(Text excerpt begins)

Mindfulness meditation improved sleep quality for older adults with moderate sleep disturbance compared with a structured program focused on changing poor sleep habits and establishing a bedtime routine (Black DS et al. JAMA Intern Med. doi:10.1001/jamainternmed.2014.8081 [published online February 16, 2015]).
A recent study suggests meditation may improve sleep quality in older adults.
Anita Slomski, MA
The trial randomly assigned 24 individuals 55 years and older (average age, 66 years) to a mindful awareness practices (MAPs) intervention and 25 individuals to sleep hygiene education (SHE); both weekly interventions consisted of 2-hour sessions over 6 weeks. All participants had scores exceeding 5 on the Pittsburgh Sleep Quality Index (PSQI), a self-reported questionnaire assessing sleep disturbances, which suggest poor sleep quality associated with adverse health outcomes. Effectiveness of the interventions in improving sleep quality was determined by between-group differences in the PSQI score relative to baseline.

(Text excerpt ends)

## [Work to complete]
1. Answer these questions from the mindfulness study summary:
(a) How many individuals were assigned to the mindful awareness practices intervention?
(b) In which journal was the study published?
(c) All participants had scores above what number on the Pittsburgh Sleep Quality Index?
2. List every abbreviation that the mindfulness study summary spells out in full, along with its full form.
The entries that follow the mindfulness study summary have nothing to do with it.

(Data extract begins)

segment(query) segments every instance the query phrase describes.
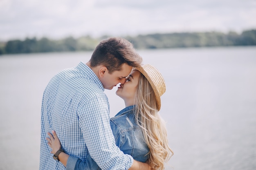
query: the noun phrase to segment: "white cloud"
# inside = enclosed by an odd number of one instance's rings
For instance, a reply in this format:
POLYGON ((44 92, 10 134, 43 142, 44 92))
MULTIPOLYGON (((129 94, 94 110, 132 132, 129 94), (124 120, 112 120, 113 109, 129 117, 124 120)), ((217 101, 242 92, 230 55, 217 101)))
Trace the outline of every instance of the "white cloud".
POLYGON ((0 40, 256 28, 254 0, 2 0, 0 40))

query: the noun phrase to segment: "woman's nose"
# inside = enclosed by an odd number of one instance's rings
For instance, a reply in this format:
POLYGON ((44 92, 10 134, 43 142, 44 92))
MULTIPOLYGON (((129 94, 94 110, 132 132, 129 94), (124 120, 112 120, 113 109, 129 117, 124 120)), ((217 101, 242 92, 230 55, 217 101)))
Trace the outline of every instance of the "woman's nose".
POLYGON ((124 84, 124 83, 125 82, 125 81, 126 81, 126 79, 124 78, 122 79, 121 80, 121 81, 120 81, 120 83, 121 84, 124 84))

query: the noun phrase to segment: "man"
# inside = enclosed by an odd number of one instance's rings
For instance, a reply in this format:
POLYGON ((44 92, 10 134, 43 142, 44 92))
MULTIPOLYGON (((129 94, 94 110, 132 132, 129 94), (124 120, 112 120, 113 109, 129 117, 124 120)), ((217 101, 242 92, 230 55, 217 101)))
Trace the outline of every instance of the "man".
MULTIPOLYGON (((101 42, 86 64, 64 70, 50 80, 41 110, 40 170, 65 170, 53 158, 47 132, 58 134, 64 152, 85 161, 88 153, 102 169, 148 168, 116 146, 110 125, 109 105, 104 89, 123 84, 141 58, 121 38, 101 42)), ((58 154, 54 154, 58 159, 58 154)), ((57 153, 58 152, 58 153, 57 153)))

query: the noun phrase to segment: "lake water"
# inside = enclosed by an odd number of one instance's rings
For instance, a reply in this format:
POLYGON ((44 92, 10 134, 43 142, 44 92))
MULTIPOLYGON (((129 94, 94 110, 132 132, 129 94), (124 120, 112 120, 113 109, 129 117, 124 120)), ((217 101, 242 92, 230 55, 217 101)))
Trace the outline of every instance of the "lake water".
MULTIPOLYGON (((256 47, 138 51, 166 82, 166 169, 256 169, 256 47)), ((38 169, 44 88, 92 53, 0 56, 0 170, 38 169)), ((124 107, 116 90, 106 91, 112 116, 124 107)))

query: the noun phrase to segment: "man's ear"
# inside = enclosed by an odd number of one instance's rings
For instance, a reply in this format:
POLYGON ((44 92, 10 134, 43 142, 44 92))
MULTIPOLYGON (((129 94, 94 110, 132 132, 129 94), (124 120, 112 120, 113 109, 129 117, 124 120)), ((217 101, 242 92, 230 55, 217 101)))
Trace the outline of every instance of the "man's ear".
POLYGON ((103 77, 105 75, 106 71, 108 71, 108 68, 105 66, 101 67, 99 70, 99 75, 100 77, 103 77))

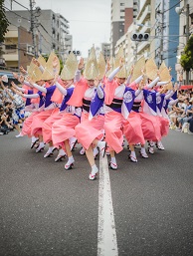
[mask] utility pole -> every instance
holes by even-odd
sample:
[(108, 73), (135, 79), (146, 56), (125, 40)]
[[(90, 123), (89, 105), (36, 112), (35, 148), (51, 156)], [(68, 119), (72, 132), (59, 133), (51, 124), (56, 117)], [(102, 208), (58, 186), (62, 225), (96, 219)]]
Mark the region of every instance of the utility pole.
[(35, 33), (35, 17), (34, 17), (34, 5), (35, 0), (30, 0), (30, 21), (31, 21), (31, 28), (30, 31), (32, 32), (32, 42), (34, 46), (34, 56), (37, 57), (37, 47), (36, 47), (36, 33)]
[[(189, 40), (190, 28), (189, 28), (189, 15), (190, 15), (190, 6), (186, 4), (186, 44)], [(189, 85), (189, 71), (186, 71), (186, 85)]]
[(164, 26), (164, 6), (163, 6), (163, 1), (161, 2), (161, 11), (157, 11), (158, 14), (161, 15), (161, 22), (160, 22), (160, 33), (161, 33), (161, 40), (160, 40), (160, 45), (159, 45), (159, 60), (158, 64), (161, 66), (161, 63), (163, 61), (163, 26)]

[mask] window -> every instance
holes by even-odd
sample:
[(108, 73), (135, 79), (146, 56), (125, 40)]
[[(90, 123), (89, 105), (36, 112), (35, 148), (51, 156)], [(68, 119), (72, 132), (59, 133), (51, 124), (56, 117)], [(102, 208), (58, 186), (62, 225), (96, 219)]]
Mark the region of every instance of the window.
[(6, 45), (6, 46), (5, 46), (5, 49), (6, 49), (6, 50), (13, 50), (13, 49), (16, 49), (16, 45)]

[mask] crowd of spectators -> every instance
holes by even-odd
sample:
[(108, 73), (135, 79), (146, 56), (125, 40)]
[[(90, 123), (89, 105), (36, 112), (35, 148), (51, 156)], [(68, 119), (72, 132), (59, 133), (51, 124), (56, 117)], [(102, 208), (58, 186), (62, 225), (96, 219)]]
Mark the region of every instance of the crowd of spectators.
[(0, 135), (15, 128), (20, 133), (25, 115), (24, 111), (23, 115), (18, 115), (18, 110), (24, 110), (24, 105), (22, 98), (4, 86), (0, 78)]
[(170, 128), (193, 134), (193, 91), (179, 91), (178, 103), (168, 108)]

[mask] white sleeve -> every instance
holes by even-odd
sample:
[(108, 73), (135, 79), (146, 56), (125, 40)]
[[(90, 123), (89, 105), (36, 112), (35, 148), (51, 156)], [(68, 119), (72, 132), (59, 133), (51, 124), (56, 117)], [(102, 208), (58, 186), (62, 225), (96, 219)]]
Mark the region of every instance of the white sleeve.
[(141, 75), (140, 77), (138, 77), (137, 79), (135, 79), (134, 83), (138, 84), (141, 82), (141, 80), (143, 79), (143, 75)]
[(135, 97), (137, 97), (138, 95), (140, 95), (141, 91), (142, 91), (142, 90), (137, 89), (137, 90), (135, 91)]
[(171, 91), (169, 94), (167, 94), (167, 95), (164, 97), (164, 99), (165, 99), (165, 100), (169, 100), (169, 98), (172, 97), (173, 95), (174, 95), (174, 92)]
[(43, 73), (45, 71), (45, 68), (42, 65), (40, 65), (39, 70)]
[(28, 98), (28, 99), (36, 99), (39, 98), (39, 94), (33, 94), (33, 95), (23, 95), (22, 97)]
[(126, 86), (130, 84), (130, 79), (131, 79), (132, 75), (130, 74), (128, 77), (127, 77), (127, 80), (126, 80)]
[(33, 84), (33, 87), (35, 87), (36, 89), (38, 89), (40, 92), (42, 93), (47, 93), (47, 89), (45, 87), (40, 87), (37, 84)]
[(101, 90), (100, 84), (96, 87), (97, 96), (99, 99), (103, 98), (103, 91)]
[(26, 81), (26, 80), (24, 80), (24, 83), (23, 83), (23, 84), (26, 85), (26, 86), (28, 86), (28, 87), (33, 88), (33, 86), (32, 86), (28, 81)]
[(178, 103), (178, 99), (170, 101), (169, 105), (172, 106), (172, 105), (176, 105), (177, 103)]
[(23, 89), (23, 88), (18, 87), (18, 86), (16, 86), (16, 89), (17, 89), (18, 91), (22, 92), (22, 93), (24, 93), (24, 92), (26, 91), (26, 89)]
[(167, 85), (168, 82), (158, 82), (156, 87), (161, 87), (161, 86), (164, 86), (164, 85)]
[(157, 77), (155, 80), (153, 80), (148, 86), (147, 88), (150, 89), (150, 88), (153, 88), (157, 82), (159, 81), (159, 77)]
[(55, 85), (57, 86), (57, 88), (59, 89), (59, 91), (61, 92), (61, 94), (63, 94), (64, 96), (67, 95), (67, 89), (63, 88), (59, 82), (56, 82)]

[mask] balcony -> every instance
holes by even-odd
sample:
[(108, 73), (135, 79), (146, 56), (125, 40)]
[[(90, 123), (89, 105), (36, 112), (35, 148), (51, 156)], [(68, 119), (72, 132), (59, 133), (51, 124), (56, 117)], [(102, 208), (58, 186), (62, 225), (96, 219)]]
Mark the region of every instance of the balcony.
[(17, 62), (19, 61), (18, 53), (17, 54), (4, 54), (3, 58), (5, 62)]
[(137, 54), (140, 54), (142, 51), (148, 49), (150, 47), (150, 42), (144, 41), (141, 42), (137, 47)]
[(138, 23), (143, 24), (147, 19), (149, 20), (150, 13), (151, 13), (151, 7), (150, 5), (147, 5), (141, 17), (138, 19)]
[(5, 38), (18, 38), (17, 30), (10, 30), (6, 33)]

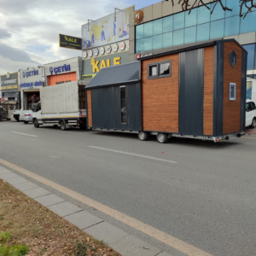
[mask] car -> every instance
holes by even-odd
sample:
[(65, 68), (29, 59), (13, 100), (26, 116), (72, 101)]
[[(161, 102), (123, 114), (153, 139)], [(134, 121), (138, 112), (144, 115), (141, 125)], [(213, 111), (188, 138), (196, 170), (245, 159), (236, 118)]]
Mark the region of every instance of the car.
[(246, 126), (256, 127), (256, 105), (252, 100), (246, 102)]
[(32, 123), (32, 112), (29, 110), (25, 113), (24, 117), (24, 124), (28, 124), (29, 122)]
[(0, 106), (0, 121), (3, 119), (10, 120), (10, 119), (8, 118), (8, 111), (2, 106)]

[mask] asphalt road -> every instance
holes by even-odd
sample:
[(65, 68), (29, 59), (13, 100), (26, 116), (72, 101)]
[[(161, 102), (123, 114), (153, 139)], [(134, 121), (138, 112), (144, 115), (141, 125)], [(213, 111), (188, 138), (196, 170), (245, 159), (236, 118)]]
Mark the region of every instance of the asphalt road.
[(255, 135), (160, 144), (154, 137), (3, 121), (0, 137), (1, 159), (214, 256), (256, 255)]

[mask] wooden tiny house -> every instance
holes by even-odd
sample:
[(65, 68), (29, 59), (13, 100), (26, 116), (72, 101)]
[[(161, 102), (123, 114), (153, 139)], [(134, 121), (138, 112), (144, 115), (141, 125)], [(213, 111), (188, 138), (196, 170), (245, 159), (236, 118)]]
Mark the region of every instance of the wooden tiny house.
[[(173, 48), (168, 52), (141, 57), (139, 76), (134, 81), (140, 89), (134, 90), (138, 95), (136, 100), (132, 99), (135, 107), (127, 124), (113, 125), (107, 119), (108, 125), (106, 119), (106, 125), (101, 124), (104, 127), (99, 127), (94, 122), (96, 113), (94, 114), (88, 106), (88, 125), (95, 129), (138, 131), (142, 140), (153, 133), (160, 143), (174, 136), (215, 142), (241, 137), (245, 134), (247, 55), (235, 39), (228, 39)], [(111, 68), (104, 68), (86, 86), (88, 104), (91, 102), (95, 106), (92, 108), (96, 108), (99, 112), (105, 111), (101, 106), (106, 105), (93, 93), (104, 84), (101, 76), (112, 76), (111, 87), (131, 84), (129, 75), (119, 83), (120, 66)], [(115, 71), (118, 79), (114, 79)], [(97, 80), (101, 80), (100, 85)], [(120, 101), (120, 95), (103, 101), (111, 105), (114, 100)], [(126, 95), (126, 100), (128, 102), (131, 98)], [(120, 111), (112, 109), (112, 114), (119, 115)], [(141, 122), (133, 127), (132, 119)]]

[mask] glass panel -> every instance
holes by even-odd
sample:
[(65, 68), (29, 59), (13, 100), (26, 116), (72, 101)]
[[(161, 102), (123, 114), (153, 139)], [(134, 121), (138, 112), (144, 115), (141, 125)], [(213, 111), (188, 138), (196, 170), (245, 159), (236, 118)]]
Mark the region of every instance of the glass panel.
[(183, 28), (185, 26), (185, 13), (174, 15), (173, 30)]
[(232, 11), (225, 11), (225, 17), (231, 17), (239, 15), (240, 14), (240, 3), (234, 0), (226, 0), (226, 7), (231, 9)]
[(144, 51), (144, 39), (136, 41), (136, 53)]
[(126, 124), (126, 91), (125, 86), (120, 87), (121, 96), (121, 123)]
[(185, 28), (184, 44), (195, 43), (196, 40), (196, 26)]
[(153, 37), (144, 38), (144, 51), (152, 50)]
[(160, 75), (166, 75), (170, 73), (170, 62), (160, 64)]
[(247, 55), (247, 70), (253, 70), (255, 59), (255, 44), (243, 45), (244, 49), (248, 52)]
[(144, 38), (144, 24), (136, 26), (136, 39)]
[(149, 77), (157, 76), (157, 65), (149, 67)]
[(210, 39), (210, 23), (197, 26), (196, 42)]
[(198, 9), (197, 24), (210, 22), (211, 3), (207, 4), (207, 7), (209, 7), (209, 9), (205, 6), (201, 6)]
[(153, 37), (153, 49), (159, 49), (163, 48), (163, 35)]
[(172, 31), (173, 29), (173, 15), (163, 19), (163, 32)]
[(245, 19), (241, 18), (240, 33), (256, 31), (256, 12), (247, 14)]
[(163, 20), (156, 20), (153, 21), (154, 23), (154, 35), (159, 35), (163, 32)]
[(185, 27), (193, 26), (196, 25), (197, 9), (198, 8), (193, 9), (190, 15), (189, 15), (189, 10), (185, 12)]
[(172, 32), (163, 34), (163, 48), (172, 47)]
[[(225, 1), (222, 1), (222, 3), (224, 4)], [(238, 3), (237, 3), (238, 4)], [(215, 6), (215, 3), (212, 4), (212, 10), (213, 7)], [(212, 20), (221, 20), (225, 17), (225, 12), (221, 7), (221, 4), (219, 3), (217, 3), (217, 5), (214, 8), (213, 13), (211, 15), (211, 21)]]
[(153, 22), (144, 24), (144, 38), (153, 36)]
[(210, 39), (224, 37), (224, 20), (220, 20), (211, 22)]
[(173, 46), (184, 44), (184, 30), (177, 30), (173, 32)]
[(225, 19), (225, 37), (239, 34), (240, 16)]

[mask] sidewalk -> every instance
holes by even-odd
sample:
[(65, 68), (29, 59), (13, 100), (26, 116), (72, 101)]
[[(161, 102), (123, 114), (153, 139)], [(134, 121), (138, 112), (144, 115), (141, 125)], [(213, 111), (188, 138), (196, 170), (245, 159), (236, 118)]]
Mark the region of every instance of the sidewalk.
[(0, 178), (123, 256), (171, 256), (1, 166)]

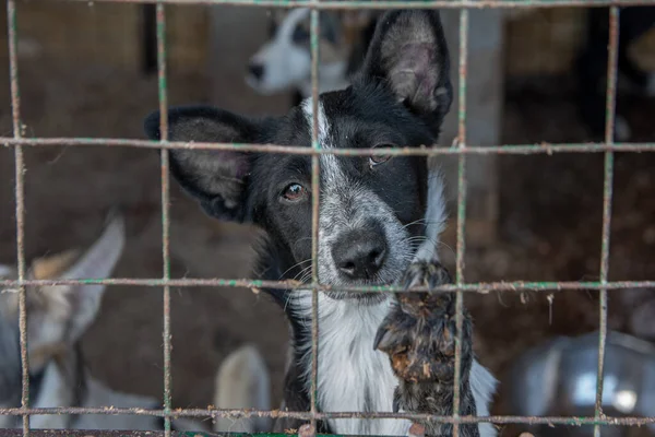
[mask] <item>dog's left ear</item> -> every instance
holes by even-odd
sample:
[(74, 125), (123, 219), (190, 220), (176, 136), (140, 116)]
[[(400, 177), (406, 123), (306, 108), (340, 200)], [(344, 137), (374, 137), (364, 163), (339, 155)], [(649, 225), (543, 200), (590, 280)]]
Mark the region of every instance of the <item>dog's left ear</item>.
[(440, 128), (453, 90), (450, 59), (437, 11), (392, 11), (379, 19), (361, 69), (381, 81), (414, 114)]

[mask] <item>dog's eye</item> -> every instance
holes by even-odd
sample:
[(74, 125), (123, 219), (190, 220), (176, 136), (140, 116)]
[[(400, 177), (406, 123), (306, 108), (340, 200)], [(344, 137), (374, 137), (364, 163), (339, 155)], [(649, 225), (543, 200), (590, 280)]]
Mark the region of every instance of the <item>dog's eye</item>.
[(290, 184), (284, 189), (282, 197), (287, 202), (299, 202), (307, 197), (307, 190), (300, 184)]
[[(391, 149), (393, 147), (393, 144), (379, 144), (376, 145), (373, 149)], [(383, 164), (385, 162), (388, 162), (389, 160), (391, 160), (392, 155), (371, 155), (369, 157), (369, 166), (372, 168), (376, 165), (380, 165)]]
[(294, 29), (294, 35), (291, 38), (294, 39), (294, 43), (306, 43), (309, 40), (309, 32), (302, 26), (297, 26)]

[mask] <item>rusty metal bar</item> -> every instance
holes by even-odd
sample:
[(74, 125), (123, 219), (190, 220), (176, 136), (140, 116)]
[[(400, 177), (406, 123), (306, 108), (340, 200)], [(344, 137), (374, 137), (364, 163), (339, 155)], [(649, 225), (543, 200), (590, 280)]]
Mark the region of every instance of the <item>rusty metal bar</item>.
[[(460, 12), (460, 86), (457, 113), (457, 149), (466, 149), (466, 80), (468, 66), (468, 10)], [(457, 256), (455, 283), (464, 284), (464, 257), (466, 250), (466, 155), (458, 155), (457, 166)], [(462, 380), (462, 328), (464, 317), (464, 296), (462, 290), (455, 294), (455, 375), (453, 378), (453, 418), (460, 416)], [(453, 436), (460, 435), (460, 424), (453, 425)]]
[[(0, 415), (53, 415), (53, 414), (104, 414), (104, 415), (139, 415), (164, 417), (169, 412), (164, 410), (147, 410), (139, 408), (51, 408), (51, 409), (0, 409)], [(282, 410), (209, 410), (209, 409), (180, 409), (170, 412), (172, 417), (230, 417), (230, 418), (248, 418), (248, 417), (273, 417), (273, 418), (297, 418), (301, 421), (310, 421), (315, 417), (319, 421), (330, 418), (404, 418), (409, 421), (434, 421), (448, 424), (545, 424), (545, 425), (603, 425), (603, 426), (643, 426), (655, 424), (655, 416), (638, 417), (638, 416), (621, 416), (611, 417), (604, 416), (596, 418), (593, 416), (512, 416), (512, 415), (495, 415), (495, 416), (458, 416), (452, 415), (438, 416), (419, 413), (357, 413), (357, 412), (318, 412), (308, 411), (282, 411)], [(35, 430), (31, 430), (35, 433)], [(67, 432), (68, 433), (68, 432)]]
[[(619, 52), (619, 9), (609, 10), (609, 56), (607, 59), (607, 94), (606, 94), (606, 123), (605, 142), (614, 143), (616, 118), (616, 85)], [(611, 201), (614, 185), (614, 153), (605, 152), (605, 175), (603, 187), (603, 234), (600, 246), (600, 283), (607, 283), (609, 272), (609, 238), (611, 232)], [(598, 375), (596, 379), (596, 404), (594, 416), (600, 418), (603, 414), (603, 381), (605, 370), (605, 352), (607, 342), (607, 290), (600, 288), (599, 302), (599, 330), (598, 330)], [(594, 437), (600, 437), (600, 425), (594, 426)]]
[[(129, 285), (129, 286), (175, 286), (175, 287), (246, 287), (246, 288), (288, 288), (288, 290), (317, 290), (329, 292), (335, 290), (327, 284), (301, 284), (297, 281), (261, 281), (261, 280), (225, 280), (225, 279), (90, 279), (90, 280), (0, 280), (0, 286), (5, 287), (8, 292), (21, 286), (44, 286), (44, 285)], [(441, 285), (432, 288), (434, 292), (456, 292), (461, 290), (465, 293), (481, 293), (490, 292), (564, 292), (564, 291), (596, 291), (596, 290), (626, 290), (626, 288), (654, 288), (655, 281), (615, 281), (615, 282), (478, 282), (462, 285)], [(340, 286), (338, 291), (343, 292), (392, 292), (403, 293), (405, 288), (398, 286), (383, 285), (361, 285), (361, 286)], [(408, 292), (426, 292), (426, 287), (413, 287)]]
[[(312, 1), (312, 4), (319, 0)], [(311, 149), (321, 150), (319, 121), (319, 11), (312, 10), (310, 16), (311, 48)], [(319, 284), (319, 223), (321, 197), (321, 167), (319, 155), (311, 156), (311, 277)], [(319, 290), (311, 290), (311, 392), (310, 412), (312, 413), (310, 429), (315, 432), (319, 395)]]
[[(159, 138), (168, 140), (168, 94), (166, 81), (166, 11), (164, 3), (157, 2), (157, 75), (159, 97)], [(162, 149), (162, 273), (163, 280), (170, 279), (170, 187), (169, 187), (169, 153)], [(170, 286), (164, 285), (164, 430), (170, 437), (170, 409), (172, 376), (170, 354), (172, 351), (170, 333)]]
[[(23, 135), (21, 122), (21, 91), (19, 87), (19, 57), (16, 35), (16, 3), (7, 1), (7, 28), (9, 39), (9, 76), (11, 82), (11, 118), (13, 138)], [(19, 281), (25, 280), (25, 163), (23, 147), (14, 149), (15, 167), (15, 214), (16, 214), (16, 260)], [(27, 355), (27, 305), (25, 286), (19, 286), (19, 339), (21, 346), (21, 406), (29, 408), (29, 357)], [(23, 414), (23, 436), (29, 435), (29, 415)]]
[[(87, 3), (87, 0), (66, 0)], [(529, 9), (569, 7), (630, 7), (653, 4), (652, 0), (396, 0), (396, 1), (343, 1), (330, 0), (313, 3), (312, 0), (95, 0), (108, 3), (206, 4), (266, 8), (312, 8), (318, 10), (354, 9)]]
[(0, 145), (4, 146), (107, 146), (138, 149), (186, 149), (186, 150), (238, 150), (242, 152), (282, 153), (293, 155), (406, 155), (406, 156), (438, 156), (438, 155), (552, 155), (555, 153), (604, 153), (604, 152), (635, 152), (653, 153), (655, 143), (564, 143), (564, 144), (516, 144), (466, 147), (439, 147), (427, 145), (422, 147), (389, 147), (379, 149), (320, 149), (300, 145), (279, 144), (247, 144), (247, 143), (191, 143), (180, 141), (128, 140), (116, 138), (8, 138), (0, 137)]

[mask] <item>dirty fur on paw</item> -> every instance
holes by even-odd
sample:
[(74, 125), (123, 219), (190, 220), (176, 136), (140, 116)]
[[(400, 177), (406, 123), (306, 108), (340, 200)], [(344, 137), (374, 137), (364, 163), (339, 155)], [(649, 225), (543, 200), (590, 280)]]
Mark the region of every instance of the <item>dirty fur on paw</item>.
[[(403, 277), (403, 286), (432, 288), (451, 283), (438, 261), (415, 262)], [(469, 329), (464, 329), (463, 343)], [(406, 292), (380, 326), (374, 349), (386, 353), (396, 376), (409, 382), (449, 382), (454, 376), (455, 299), (452, 293)]]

(Data extract ends)

## [Answers to the exercises]
1.
(a) 24
(b) JAMA Intern Med
(c) 5

2.
MAPs: mindful awareness practices
SHE: sleep hygiene education
PSQI: Pittsburgh Sleep Quality Index